- **Requirement**
Find each line in the items below that contains the word "target" and copy it.

- **Exercise data**
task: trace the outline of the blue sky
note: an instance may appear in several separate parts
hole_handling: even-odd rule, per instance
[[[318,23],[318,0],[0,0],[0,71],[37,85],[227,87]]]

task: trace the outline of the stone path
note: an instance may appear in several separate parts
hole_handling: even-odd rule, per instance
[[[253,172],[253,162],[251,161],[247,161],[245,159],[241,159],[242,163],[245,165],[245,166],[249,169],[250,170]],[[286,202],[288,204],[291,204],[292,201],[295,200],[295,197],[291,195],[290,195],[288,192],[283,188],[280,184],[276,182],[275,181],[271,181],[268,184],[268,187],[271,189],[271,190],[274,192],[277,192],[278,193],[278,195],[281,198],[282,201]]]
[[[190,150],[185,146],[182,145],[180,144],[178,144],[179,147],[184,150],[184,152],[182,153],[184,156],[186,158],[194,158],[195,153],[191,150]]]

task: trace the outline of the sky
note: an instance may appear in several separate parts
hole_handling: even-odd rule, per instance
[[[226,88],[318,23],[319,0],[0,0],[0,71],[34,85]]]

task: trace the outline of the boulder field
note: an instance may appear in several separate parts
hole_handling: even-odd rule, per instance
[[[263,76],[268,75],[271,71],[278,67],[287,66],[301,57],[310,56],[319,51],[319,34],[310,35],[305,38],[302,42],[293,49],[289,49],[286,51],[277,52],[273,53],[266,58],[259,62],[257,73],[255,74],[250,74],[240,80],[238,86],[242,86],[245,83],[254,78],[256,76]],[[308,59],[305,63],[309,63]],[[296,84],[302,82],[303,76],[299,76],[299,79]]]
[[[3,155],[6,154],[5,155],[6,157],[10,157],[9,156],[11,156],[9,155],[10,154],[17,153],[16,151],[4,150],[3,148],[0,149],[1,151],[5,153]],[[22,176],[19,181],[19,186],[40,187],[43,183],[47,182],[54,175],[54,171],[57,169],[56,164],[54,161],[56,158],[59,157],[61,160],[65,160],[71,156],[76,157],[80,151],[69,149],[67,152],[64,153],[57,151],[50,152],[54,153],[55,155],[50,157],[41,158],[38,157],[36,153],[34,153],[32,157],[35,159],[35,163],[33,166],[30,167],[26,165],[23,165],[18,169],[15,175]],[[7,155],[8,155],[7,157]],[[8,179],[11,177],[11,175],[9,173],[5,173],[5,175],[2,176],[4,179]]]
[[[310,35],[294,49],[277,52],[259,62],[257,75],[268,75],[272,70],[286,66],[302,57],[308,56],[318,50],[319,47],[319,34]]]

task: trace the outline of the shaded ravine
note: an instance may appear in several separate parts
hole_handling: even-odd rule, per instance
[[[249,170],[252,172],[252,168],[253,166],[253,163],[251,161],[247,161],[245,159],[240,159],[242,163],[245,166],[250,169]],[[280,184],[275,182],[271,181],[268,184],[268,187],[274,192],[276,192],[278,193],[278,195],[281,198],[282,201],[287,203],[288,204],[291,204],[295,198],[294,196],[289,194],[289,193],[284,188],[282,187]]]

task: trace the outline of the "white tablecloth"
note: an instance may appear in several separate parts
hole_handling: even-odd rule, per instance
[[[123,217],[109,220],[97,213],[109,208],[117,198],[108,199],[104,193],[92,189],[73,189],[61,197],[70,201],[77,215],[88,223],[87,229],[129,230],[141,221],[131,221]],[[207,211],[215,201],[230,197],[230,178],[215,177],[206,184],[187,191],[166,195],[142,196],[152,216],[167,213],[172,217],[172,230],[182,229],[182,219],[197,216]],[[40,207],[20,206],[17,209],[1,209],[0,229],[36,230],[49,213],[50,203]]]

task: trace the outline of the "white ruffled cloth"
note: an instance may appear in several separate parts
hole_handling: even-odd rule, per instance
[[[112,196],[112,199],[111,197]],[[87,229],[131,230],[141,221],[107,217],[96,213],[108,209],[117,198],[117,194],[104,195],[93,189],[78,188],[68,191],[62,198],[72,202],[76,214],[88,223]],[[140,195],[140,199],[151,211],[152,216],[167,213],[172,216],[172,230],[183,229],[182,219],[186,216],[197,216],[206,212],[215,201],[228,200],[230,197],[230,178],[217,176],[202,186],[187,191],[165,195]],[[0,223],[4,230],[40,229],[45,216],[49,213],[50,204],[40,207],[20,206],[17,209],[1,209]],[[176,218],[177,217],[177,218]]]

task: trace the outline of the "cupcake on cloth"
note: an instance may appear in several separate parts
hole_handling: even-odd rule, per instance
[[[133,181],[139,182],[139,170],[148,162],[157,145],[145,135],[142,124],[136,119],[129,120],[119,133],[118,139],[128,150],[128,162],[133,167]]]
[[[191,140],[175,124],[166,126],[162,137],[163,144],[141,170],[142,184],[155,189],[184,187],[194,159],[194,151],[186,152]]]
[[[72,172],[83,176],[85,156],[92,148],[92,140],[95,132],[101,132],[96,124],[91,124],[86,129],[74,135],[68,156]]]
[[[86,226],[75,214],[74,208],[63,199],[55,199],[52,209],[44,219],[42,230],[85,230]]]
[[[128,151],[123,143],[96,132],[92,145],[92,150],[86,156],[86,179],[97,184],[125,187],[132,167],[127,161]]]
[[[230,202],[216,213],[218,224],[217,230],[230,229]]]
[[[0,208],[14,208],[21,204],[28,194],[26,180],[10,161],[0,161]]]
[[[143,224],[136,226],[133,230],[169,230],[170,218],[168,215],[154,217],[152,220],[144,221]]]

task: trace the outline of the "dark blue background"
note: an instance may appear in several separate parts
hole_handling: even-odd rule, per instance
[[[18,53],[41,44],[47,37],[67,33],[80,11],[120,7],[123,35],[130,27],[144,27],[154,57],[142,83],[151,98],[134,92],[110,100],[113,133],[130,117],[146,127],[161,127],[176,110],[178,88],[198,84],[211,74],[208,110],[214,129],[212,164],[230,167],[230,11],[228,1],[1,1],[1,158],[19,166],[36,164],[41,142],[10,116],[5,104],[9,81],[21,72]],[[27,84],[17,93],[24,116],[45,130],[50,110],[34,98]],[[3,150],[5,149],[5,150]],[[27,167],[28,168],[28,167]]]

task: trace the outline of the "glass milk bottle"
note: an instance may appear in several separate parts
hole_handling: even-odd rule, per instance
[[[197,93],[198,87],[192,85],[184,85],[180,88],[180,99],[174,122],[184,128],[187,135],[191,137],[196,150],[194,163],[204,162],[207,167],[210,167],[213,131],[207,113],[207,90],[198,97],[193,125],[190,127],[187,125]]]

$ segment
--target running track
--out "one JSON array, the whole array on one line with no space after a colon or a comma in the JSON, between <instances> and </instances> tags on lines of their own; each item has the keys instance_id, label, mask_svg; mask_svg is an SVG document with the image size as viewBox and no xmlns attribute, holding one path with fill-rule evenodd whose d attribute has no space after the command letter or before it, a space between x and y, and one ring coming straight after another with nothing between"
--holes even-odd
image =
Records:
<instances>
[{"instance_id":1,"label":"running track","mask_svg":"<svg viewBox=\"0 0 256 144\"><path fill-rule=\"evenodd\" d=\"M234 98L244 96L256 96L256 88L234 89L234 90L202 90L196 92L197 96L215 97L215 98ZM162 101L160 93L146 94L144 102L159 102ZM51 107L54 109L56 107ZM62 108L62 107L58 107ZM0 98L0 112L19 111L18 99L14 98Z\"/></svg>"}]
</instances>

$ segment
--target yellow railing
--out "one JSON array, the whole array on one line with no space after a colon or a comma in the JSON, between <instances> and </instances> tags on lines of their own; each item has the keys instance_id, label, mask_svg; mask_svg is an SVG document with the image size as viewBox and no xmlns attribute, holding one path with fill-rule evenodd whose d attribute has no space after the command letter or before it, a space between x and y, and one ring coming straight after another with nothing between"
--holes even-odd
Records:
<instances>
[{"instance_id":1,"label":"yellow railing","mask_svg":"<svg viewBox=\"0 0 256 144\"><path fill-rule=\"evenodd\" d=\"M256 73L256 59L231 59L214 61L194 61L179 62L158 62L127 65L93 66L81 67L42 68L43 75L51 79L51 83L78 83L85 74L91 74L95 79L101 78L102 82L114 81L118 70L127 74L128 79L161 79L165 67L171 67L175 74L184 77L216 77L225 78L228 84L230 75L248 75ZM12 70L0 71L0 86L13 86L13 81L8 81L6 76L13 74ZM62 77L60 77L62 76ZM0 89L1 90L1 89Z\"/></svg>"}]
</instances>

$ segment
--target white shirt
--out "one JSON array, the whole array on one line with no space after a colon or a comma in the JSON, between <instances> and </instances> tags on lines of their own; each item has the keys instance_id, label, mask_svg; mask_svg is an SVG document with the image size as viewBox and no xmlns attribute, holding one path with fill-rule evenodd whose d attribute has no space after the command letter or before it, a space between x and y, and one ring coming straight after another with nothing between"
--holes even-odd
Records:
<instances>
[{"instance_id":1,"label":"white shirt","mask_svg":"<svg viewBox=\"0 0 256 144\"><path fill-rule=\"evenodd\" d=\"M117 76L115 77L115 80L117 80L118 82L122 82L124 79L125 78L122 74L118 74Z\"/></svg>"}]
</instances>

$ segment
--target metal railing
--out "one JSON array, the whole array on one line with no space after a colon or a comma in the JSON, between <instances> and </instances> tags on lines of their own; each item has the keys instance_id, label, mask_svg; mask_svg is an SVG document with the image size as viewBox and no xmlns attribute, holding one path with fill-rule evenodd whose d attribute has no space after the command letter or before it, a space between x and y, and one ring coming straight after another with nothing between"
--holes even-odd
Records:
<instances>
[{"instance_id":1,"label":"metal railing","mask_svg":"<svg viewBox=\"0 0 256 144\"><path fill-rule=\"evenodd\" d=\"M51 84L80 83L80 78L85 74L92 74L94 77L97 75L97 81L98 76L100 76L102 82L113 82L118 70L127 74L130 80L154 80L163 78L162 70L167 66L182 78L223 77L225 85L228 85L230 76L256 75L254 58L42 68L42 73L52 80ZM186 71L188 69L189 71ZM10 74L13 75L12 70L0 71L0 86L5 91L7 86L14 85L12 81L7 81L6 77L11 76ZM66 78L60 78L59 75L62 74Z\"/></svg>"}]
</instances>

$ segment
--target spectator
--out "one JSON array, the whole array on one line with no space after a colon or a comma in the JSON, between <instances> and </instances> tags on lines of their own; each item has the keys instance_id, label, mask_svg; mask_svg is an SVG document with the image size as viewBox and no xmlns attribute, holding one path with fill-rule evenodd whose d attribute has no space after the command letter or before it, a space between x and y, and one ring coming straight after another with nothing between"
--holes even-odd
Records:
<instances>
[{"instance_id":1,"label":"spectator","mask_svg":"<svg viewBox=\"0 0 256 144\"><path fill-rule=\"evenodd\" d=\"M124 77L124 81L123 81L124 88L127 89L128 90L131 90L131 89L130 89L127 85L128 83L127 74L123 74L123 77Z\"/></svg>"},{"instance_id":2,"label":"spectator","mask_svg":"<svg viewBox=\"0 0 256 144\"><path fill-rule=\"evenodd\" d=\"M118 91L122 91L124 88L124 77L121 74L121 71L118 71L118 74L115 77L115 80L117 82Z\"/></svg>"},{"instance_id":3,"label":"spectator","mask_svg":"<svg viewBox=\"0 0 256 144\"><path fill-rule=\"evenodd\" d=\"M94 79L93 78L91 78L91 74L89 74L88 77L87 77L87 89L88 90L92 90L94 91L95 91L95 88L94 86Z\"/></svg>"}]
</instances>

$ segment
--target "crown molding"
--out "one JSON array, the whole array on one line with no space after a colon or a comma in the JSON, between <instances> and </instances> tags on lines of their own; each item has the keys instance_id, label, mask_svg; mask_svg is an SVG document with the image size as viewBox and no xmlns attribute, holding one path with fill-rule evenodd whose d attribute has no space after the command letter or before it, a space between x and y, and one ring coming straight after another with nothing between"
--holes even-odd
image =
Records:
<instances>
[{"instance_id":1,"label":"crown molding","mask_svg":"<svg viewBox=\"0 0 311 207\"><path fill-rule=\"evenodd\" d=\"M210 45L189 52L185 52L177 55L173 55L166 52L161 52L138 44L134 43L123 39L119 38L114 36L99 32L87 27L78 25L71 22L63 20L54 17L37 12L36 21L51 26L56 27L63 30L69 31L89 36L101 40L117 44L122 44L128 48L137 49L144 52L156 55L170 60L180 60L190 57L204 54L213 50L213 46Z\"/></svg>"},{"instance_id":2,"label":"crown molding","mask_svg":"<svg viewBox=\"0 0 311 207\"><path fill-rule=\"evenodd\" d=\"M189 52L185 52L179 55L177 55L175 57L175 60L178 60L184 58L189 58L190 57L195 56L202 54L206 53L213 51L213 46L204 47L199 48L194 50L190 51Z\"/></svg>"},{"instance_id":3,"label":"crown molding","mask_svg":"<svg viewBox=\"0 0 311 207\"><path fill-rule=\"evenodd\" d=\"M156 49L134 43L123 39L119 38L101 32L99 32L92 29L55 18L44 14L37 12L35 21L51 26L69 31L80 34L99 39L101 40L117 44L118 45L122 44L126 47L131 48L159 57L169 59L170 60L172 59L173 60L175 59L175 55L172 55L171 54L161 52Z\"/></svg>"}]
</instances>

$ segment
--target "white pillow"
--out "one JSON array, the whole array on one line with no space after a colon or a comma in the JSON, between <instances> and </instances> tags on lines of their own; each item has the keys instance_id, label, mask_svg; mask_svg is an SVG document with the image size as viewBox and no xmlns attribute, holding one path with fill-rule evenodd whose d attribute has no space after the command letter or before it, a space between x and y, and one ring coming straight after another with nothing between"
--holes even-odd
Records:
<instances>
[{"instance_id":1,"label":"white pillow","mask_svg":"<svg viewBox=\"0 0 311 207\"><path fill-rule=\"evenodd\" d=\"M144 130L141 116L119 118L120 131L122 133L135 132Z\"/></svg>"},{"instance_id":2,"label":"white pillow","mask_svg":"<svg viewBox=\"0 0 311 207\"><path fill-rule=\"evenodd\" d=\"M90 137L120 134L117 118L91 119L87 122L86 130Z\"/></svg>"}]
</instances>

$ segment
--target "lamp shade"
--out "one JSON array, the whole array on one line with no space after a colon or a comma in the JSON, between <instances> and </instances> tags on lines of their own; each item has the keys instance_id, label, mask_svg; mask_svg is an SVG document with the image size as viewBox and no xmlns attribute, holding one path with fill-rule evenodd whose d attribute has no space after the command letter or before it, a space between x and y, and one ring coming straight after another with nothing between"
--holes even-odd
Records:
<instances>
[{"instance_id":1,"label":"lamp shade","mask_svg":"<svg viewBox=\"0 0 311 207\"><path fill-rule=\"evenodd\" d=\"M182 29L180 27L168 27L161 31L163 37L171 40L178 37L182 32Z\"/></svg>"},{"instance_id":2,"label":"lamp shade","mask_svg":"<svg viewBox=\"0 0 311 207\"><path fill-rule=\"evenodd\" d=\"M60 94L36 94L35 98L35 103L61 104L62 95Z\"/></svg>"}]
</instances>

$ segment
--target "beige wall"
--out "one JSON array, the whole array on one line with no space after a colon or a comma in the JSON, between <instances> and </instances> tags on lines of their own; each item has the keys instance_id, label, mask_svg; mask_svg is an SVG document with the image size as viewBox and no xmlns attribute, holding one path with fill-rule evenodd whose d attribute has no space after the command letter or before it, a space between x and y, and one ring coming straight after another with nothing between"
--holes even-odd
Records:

- **The completed task**
--target running track
--target yellow railing
--target white shirt
--target metal railing
--target spectator
--target "crown molding"
--target "white pillow"
--target "lamp shade"
--target "beige wall"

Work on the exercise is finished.